## Aim of the task
Could you output every one of the records below verbatim, line for line?

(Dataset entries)

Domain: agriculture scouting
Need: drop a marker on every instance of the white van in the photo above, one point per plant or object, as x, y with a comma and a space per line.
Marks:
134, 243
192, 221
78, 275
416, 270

## Final result
Domain: agriculture scouting
Need: drop a marker on every instance of the white van in the photo above, one point per plant or object, as x, y with a comma and a space per line.
Marks:
134, 243
192, 221
78, 275
416, 270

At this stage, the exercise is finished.